- WRITTEN PROBLEM -
In your copy, leave out the pictures and repeat the entries below exactly.

=======

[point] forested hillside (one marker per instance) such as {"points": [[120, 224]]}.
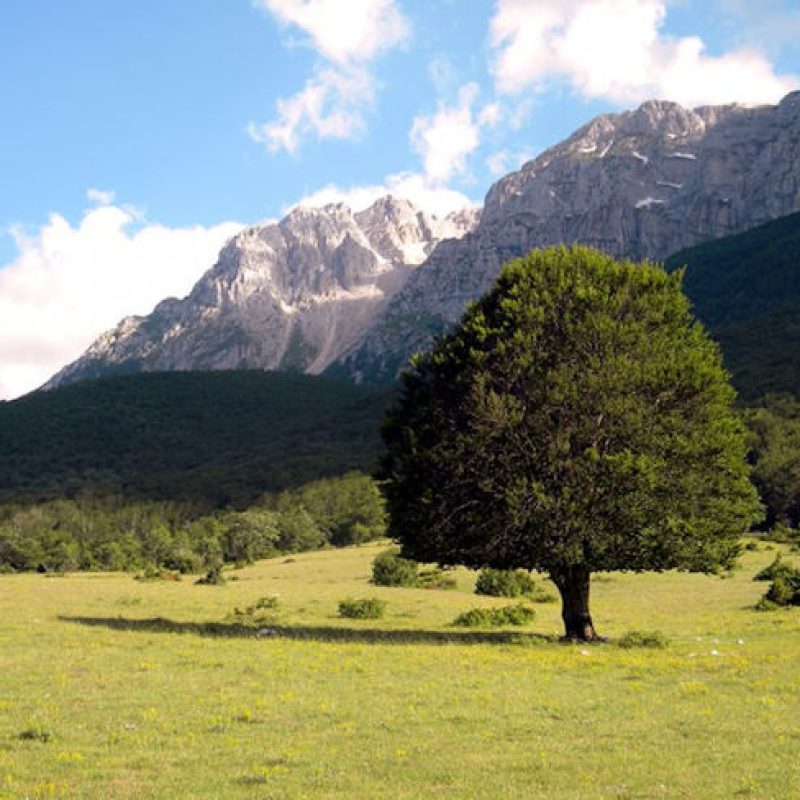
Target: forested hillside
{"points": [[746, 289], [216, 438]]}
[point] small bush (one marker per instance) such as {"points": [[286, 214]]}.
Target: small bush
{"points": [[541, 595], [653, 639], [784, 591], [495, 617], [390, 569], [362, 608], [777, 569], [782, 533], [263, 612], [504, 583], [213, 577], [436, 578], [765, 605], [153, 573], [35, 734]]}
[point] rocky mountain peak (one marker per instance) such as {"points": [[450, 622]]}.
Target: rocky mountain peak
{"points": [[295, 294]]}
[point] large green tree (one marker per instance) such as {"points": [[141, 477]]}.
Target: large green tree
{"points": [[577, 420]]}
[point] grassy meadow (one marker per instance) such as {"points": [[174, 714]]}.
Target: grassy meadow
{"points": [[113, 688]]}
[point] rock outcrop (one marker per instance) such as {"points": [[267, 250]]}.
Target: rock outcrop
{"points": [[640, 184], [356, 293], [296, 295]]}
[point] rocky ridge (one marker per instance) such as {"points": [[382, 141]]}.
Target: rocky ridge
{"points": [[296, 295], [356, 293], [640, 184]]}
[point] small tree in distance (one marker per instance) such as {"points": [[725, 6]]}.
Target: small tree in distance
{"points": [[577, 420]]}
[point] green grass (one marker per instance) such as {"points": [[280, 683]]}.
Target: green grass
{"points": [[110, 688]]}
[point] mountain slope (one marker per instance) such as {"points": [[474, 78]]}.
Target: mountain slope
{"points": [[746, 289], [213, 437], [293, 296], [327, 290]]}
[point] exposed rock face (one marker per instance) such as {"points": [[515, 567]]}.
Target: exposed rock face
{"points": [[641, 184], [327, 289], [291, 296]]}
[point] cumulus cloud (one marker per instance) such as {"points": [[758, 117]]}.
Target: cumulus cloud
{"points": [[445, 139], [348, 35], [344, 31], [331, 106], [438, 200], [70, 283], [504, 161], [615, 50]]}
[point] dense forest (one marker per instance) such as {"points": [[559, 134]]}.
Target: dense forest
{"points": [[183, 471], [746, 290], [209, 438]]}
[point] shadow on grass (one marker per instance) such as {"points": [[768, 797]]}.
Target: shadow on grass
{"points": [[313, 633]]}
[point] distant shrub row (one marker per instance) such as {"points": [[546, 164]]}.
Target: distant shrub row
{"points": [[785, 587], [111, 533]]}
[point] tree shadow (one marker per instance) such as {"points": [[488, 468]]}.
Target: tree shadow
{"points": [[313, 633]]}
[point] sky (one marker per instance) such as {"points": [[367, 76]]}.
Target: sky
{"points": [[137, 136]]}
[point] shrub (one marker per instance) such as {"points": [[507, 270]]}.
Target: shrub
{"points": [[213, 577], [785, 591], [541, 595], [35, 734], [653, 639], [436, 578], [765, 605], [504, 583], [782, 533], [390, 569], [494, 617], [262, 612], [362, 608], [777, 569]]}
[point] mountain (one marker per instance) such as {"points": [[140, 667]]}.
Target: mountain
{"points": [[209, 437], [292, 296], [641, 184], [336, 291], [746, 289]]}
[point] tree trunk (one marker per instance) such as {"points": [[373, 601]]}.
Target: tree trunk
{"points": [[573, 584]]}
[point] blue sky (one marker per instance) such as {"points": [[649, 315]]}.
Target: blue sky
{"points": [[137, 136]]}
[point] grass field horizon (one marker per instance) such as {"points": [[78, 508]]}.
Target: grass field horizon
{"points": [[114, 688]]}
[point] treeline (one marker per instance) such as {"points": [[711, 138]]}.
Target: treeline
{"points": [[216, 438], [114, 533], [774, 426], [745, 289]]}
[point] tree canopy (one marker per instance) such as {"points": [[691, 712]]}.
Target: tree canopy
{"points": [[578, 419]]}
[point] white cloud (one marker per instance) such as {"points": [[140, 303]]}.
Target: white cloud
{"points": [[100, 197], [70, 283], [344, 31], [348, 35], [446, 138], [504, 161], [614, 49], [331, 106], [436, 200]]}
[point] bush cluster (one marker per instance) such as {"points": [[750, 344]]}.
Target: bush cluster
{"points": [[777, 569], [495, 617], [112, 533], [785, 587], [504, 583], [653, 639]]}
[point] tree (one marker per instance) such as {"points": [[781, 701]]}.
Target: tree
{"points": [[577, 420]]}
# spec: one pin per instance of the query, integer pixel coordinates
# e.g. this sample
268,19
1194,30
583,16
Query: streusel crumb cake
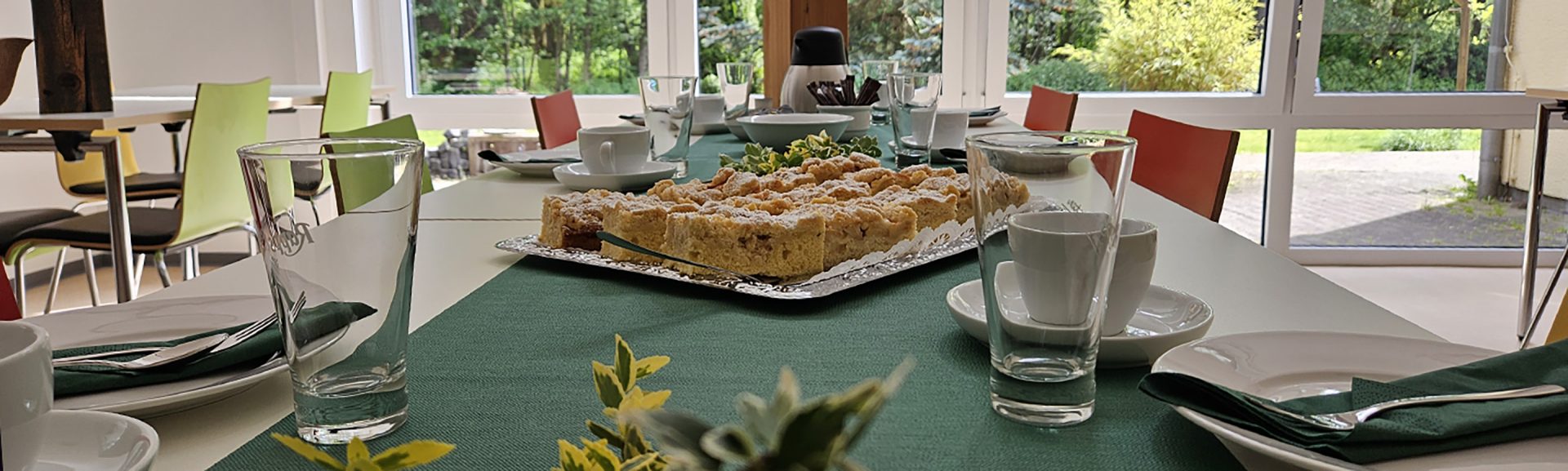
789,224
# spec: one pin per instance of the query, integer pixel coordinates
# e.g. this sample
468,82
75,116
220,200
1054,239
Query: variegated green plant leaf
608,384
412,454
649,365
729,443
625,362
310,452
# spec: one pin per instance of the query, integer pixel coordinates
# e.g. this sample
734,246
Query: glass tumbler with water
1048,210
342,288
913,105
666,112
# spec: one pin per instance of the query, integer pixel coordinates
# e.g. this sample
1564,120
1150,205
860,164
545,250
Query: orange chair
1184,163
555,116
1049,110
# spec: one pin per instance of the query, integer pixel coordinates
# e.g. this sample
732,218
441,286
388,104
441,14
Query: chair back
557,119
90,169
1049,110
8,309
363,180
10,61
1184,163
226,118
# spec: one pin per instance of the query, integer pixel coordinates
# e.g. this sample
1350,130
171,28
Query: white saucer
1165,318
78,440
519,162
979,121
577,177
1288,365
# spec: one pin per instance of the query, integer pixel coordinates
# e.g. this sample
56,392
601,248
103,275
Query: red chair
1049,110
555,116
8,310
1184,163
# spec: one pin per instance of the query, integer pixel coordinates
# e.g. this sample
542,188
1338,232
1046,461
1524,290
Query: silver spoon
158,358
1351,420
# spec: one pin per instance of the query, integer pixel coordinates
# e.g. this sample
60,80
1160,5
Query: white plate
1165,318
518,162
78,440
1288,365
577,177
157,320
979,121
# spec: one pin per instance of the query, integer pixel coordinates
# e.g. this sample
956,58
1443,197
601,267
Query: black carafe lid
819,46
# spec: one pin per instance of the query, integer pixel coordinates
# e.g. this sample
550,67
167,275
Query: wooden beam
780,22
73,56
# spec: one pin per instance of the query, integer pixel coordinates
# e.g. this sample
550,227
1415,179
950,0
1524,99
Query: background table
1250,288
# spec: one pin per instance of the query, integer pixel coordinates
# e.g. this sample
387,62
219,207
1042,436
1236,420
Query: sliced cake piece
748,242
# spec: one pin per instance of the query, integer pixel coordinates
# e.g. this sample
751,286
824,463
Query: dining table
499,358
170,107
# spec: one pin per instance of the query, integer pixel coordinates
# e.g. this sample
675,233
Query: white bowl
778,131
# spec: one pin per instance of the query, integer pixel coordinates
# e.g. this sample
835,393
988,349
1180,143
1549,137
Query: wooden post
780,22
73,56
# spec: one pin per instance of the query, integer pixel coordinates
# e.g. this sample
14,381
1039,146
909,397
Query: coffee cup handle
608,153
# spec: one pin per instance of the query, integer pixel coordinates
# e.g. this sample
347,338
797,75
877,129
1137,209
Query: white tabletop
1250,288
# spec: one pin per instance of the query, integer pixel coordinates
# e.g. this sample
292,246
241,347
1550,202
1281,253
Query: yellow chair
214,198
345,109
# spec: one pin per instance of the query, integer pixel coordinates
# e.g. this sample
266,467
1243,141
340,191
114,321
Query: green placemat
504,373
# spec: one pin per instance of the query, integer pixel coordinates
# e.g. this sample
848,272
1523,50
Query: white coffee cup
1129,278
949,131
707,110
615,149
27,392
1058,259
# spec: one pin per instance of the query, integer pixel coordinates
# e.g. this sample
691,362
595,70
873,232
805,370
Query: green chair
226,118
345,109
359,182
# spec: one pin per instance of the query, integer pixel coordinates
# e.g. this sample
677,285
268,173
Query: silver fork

=======

- SOLVED EXERCISE -
[point] forested hillside (one marker per instance) such as {"points": [[120, 224]]}.
Target: forested hillside
{"points": [[746, 289], [216, 438]]}
[point] small bush (one marker per instance) such as {"points": [[286, 214]]}.
Target: small bush
{"points": [[541, 595], [653, 639], [784, 591], [495, 617], [390, 569], [362, 608], [777, 569], [782, 533], [263, 612], [504, 583], [213, 577], [436, 578], [765, 605], [153, 573], [35, 734]]}
[point] rocky mountain peak (one marker per instance) such as {"points": [[450, 622]]}.
Target: rocky mountain peak
{"points": [[295, 294]]}
[point] large green tree (one marker per instance) such as {"points": [[141, 477]]}.
Target: large green tree
{"points": [[577, 420]]}
[point] grassy meadow (one marker per instance) such as {"points": [[174, 714]]}.
Target: grassy meadow
{"points": [[113, 688]]}
[point] rock outcrop (one marker per instance) such as {"points": [[267, 250]]}.
Target: rock outcrop
{"points": [[640, 184], [356, 293], [296, 295]]}
[point] rocky ridge (one marker per instance) such as {"points": [[382, 141]]}.
Target: rocky ridge
{"points": [[296, 295], [356, 293], [640, 184]]}
[point] small tree in distance (one marker per instance) such as {"points": [[725, 6]]}.
Target: small tree in distance
{"points": [[577, 420]]}
[point] green grass (one marker per instance) such as {"points": [[280, 683]]}.
Target: green grass
{"points": [[110, 688]]}
[point] mountain slope (one marker per instance) such as {"points": [[474, 78]]}.
Target: mountain slope
{"points": [[746, 289], [213, 437], [293, 296], [327, 290]]}
[point] exposed rock face (one marker per instance) such as {"points": [[515, 567]]}.
Target: exposed rock face
{"points": [[641, 184], [327, 289], [291, 296]]}
[point] cumulus cloud (one marker per instance) such as {"points": [[758, 117]]}.
Target: cumulus cloud
{"points": [[445, 139], [348, 35], [344, 31], [331, 106], [438, 200], [70, 283], [504, 161], [615, 50]]}
[point] dense forest (one marker per instance) such as {"points": [[559, 134]]}.
Target: dense forest
{"points": [[183, 471], [746, 290], [209, 438]]}
[point] shadow on grass (one marker per instance) such as {"points": [[768, 797]]}.
Target: shadow on grass
{"points": [[313, 633]]}
[point] distant shrub row (one marker per instance) such as {"points": [[546, 164]]}.
Target: distant shrub row
{"points": [[785, 587], [111, 533]]}
[point] tree shadow (one marker per instance) such as {"points": [[488, 468]]}.
Target: tree shadow
{"points": [[313, 633]]}
[point] sky (one marker per instance) such as {"points": [[367, 76]]}.
Target: sky
{"points": [[137, 136]]}
[point] shrub (one marker per instance) such as {"points": [[507, 270]]}.
Target: shrub
{"points": [[213, 577], [785, 591], [541, 595], [35, 734], [653, 639], [436, 578], [765, 605], [504, 583], [782, 533], [390, 569], [494, 617], [262, 612], [362, 608], [777, 569]]}
[point] mountain (one marker per instance) such as {"points": [[140, 667]]}.
Target: mountain
{"points": [[209, 437], [292, 296], [641, 184], [336, 291], [746, 289]]}
[point] tree trunk (one marker per instance) such as {"points": [[373, 601]]}.
Target: tree trunk
{"points": [[573, 584]]}
[point] blue sky (one marker per instance) such as {"points": [[649, 315]]}.
Target: blue sky
{"points": [[137, 136]]}
[point] grass field horizon (one marker per instance) such as {"points": [[78, 508]]}.
Target: grass field horizon
{"points": [[114, 688]]}
[point] treeline (one marker per instance) such as {"points": [[711, 138]]}.
Target: treeline
{"points": [[216, 438], [114, 533], [774, 426], [745, 289]]}
[point] tree canopy (one marker per instance) such as {"points": [[691, 712]]}.
Target: tree canopy
{"points": [[578, 419]]}
[point] white cloud (one marker per instance) such as {"points": [[140, 303]]}.
Target: white cloud
{"points": [[100, 197], [70, 283], [344, 31], [348, 35], [446, 138], [504, 161], [614, 49], [331, 106], [436, 200]]}
[point] bush cluster (one marker per instance) such as {"points": [[750, 344]]}.
Target: bush cluster
{"points": [[777, 569], [495, 617], [112, 533], [785, 587], [504, 583], [653, 639]]}
[point] tree (one marker per instance) such as {"points": [[781, 701]]}.
Target: tree
{"points": [[577, 420]]}
# spec: one pin per instance of the query, integer pixel coordinates
# e.g. this sample
268,19
1194,30
583,16
Query: streusel crumb cake
789,224
# spec: one pin per instance of the query, integer pixel coordinates
# e.g. this sample
468,82
75,116
220,200
1054,239
Query: variegated green plant leaf
608,384
412,454
649,365
729,443
625,362
310,452
# spec: one pin per instance of the query, integer pixel coordinates
# e.g. this sample
734,246
Query: glass tumbler with water
1048,210
342,288
913,105
666,112
# spec: one pin per instance of the query, integer pixel coordinates
# e.g. this sample
1564,120
1150,205
860,164
545,250
Query: orange chair
1184,163
555,116
1049,110
# spec: one pin per instance of the query, integer pixel coordinates
# e.g. this sample
732,218
441,286
388,104
441,14
Query: chair back
557,119
90,169
1049,110
8,309
363,180
10,61
1184,163
226,118
# spec: one pin per instance of the query, integer pixel coordinates
# e.g. this sample
1350,130
171,28
Query: white saucer
1165,318
78,440
519,162
979,121
577,177
1288,365
# spec: one pin per instance of the query, integer pixel coordinates
# e.g. this sample
56,392
601,248
103,275
Query: red chair
1049,110
555,116
8,310
1184,163
# spec: one pin per instance of the query, integer pixel coordinates
# e.g. this sample
542,188
1338,232
1046,461
1524,290
Query: silver spoon
158,358
1351,420
# spec: one pin per instance of the query, integer pixel coordinates
# e.g. this sample
60,80
1160,5
Query: white plate
1165,318
518,162
78,440
1288,365
577,177
157,320
979,121
# spec: one pin per instance of the query, integer pixel coordinates
# e.g. this sample
956,58
1443,197
601,267
Query: black carafe lid
819,46
# spec: one pin per instance of the query, integer pixel coordinates
# e.g. this sample
550,67
167,275
Query: wooden beam
780,22
73,56
# spec: one pin per instance of the query, integer pixel coordinates
# e.g. this sample
550,227
1415,179
950,0
1524,99
Query: background table
1250,288
# spec: one pin per instance of the query, integer pixel coordinates
# e.g. this sample
387,62
219,207
1042,436
1236,420
Query: sliced cake piece
748,242
# spec: one pin per instance of the query, integer pixel coordinates
# e.g. this sample
751,286
824,463
Query: dining table
499,358
170,107
# spec: one pin per instance of the query, integer pixel coordinates
# e.g. this sample
675,233
Query: white bowl
778,131
# spec: one pin per instance of the query, integer pixel coordinates
# e.g. this sample
835,393
988,349
1180,143
1549,137
Query: wooden post
780,22
73,56
# spec: one pin per instance of the query, integer pixel coordinates
# e.g. this sample
14,381
1039,146
909,397
Query: coffee cup handle
608,153
# spec: one pin per instance of the query, integer pixel coordinates
# e.g. this sample
347,338
797,75
877,129
1137,209
Query: white tabletop
1250,288
# spec: one pin per instance of the query, integer pixel coordinates
# e.g. this sample
292,246
241,347
1550,202
1281,253
Query: yellow chair
214,198
345,109
# spec: one pin per instance of the query, integer pixel coordinates
# e.g. this sample
266,467
1243,141
340,191
114,321
Query: green placemat
504,373
# spec: one pin per instance of the query, integer pixel coordinates
# e.g. this sample
848,272
1523,50
Query: white coffee cup
1129,278
949,131
707,110
615,149
27,392
1058,259
# spec: one pin per instance of the query, integer pixel coordinates
# e.g. this sample
691,362
595,70
873,232
805,370
Query: green chair
226,118
345,109
359,182
# spec: one pin per instance of the query, integer pixel coordinates
# e.g. this sample
677,285
268,173
Query: silver fork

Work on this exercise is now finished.